- **BRIEF**
In the data below, work out how many lines include the string "panel". Only the number should be given.

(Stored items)
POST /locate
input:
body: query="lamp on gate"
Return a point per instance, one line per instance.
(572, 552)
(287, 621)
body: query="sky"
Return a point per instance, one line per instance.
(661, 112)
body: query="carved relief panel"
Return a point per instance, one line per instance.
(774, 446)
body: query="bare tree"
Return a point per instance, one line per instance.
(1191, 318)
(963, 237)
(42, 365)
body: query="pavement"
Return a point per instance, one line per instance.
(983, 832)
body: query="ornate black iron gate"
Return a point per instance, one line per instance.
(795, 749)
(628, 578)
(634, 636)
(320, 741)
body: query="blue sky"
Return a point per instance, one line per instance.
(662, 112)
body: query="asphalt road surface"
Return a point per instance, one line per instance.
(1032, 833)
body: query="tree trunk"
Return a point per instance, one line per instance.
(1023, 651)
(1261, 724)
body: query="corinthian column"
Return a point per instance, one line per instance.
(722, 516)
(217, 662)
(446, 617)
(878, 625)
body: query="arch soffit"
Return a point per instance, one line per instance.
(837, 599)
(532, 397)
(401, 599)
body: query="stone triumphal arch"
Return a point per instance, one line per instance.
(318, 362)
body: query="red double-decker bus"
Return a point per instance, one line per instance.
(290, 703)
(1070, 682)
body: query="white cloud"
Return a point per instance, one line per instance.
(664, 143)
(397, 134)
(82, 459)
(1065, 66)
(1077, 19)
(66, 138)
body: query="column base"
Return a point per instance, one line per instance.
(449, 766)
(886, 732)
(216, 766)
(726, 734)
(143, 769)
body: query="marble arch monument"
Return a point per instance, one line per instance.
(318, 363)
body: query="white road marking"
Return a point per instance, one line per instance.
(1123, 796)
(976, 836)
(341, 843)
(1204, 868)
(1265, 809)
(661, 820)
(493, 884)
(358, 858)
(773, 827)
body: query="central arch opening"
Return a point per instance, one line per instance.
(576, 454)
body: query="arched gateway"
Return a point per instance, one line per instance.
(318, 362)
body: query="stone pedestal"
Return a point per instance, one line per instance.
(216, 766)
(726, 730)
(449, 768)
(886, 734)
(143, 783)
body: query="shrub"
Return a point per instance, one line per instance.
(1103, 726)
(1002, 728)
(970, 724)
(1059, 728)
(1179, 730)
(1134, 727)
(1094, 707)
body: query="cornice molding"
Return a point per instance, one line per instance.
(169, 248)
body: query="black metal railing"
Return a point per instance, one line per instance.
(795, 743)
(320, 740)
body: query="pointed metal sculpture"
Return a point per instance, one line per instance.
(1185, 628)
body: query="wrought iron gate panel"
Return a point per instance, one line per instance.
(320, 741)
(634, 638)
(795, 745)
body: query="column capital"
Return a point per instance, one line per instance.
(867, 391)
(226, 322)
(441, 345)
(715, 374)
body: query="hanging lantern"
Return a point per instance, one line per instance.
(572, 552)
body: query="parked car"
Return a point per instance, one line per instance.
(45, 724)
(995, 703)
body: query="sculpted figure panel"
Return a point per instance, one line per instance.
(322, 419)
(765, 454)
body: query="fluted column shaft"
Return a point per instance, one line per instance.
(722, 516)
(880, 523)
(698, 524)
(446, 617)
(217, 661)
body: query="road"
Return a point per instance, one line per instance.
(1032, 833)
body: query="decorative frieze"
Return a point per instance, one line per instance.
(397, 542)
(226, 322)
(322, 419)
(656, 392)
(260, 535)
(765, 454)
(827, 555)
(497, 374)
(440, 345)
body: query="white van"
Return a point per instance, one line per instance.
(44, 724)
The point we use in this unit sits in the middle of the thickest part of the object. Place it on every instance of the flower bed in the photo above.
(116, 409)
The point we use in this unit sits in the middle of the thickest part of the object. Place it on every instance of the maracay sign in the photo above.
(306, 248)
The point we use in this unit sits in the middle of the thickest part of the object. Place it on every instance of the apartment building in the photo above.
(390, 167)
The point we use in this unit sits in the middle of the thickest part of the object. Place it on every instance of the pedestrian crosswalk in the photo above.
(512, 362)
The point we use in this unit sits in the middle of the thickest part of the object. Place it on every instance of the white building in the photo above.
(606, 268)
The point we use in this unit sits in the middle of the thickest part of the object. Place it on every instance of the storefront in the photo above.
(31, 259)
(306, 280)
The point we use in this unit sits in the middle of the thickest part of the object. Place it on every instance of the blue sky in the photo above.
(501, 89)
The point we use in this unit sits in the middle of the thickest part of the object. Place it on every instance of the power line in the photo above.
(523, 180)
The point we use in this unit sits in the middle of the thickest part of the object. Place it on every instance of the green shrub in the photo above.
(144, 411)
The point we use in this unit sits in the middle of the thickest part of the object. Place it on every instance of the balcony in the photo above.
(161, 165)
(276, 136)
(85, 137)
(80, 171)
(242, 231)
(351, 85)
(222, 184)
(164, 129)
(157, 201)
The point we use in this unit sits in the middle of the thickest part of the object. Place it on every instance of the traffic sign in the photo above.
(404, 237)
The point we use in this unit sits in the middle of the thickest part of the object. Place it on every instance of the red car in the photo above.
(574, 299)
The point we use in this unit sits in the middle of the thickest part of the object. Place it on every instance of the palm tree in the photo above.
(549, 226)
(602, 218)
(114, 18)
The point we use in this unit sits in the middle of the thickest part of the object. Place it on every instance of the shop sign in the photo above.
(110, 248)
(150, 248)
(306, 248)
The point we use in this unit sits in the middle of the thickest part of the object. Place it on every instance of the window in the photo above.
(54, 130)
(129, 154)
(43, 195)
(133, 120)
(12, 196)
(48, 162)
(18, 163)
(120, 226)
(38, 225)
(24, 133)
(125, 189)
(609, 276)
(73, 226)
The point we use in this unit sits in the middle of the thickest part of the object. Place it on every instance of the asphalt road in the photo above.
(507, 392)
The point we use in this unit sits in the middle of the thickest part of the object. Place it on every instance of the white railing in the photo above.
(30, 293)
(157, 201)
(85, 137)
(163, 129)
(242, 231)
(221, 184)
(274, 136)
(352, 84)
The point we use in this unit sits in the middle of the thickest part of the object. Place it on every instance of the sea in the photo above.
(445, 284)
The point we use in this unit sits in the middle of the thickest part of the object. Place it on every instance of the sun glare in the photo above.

- **FINISHED EXERCISE**
3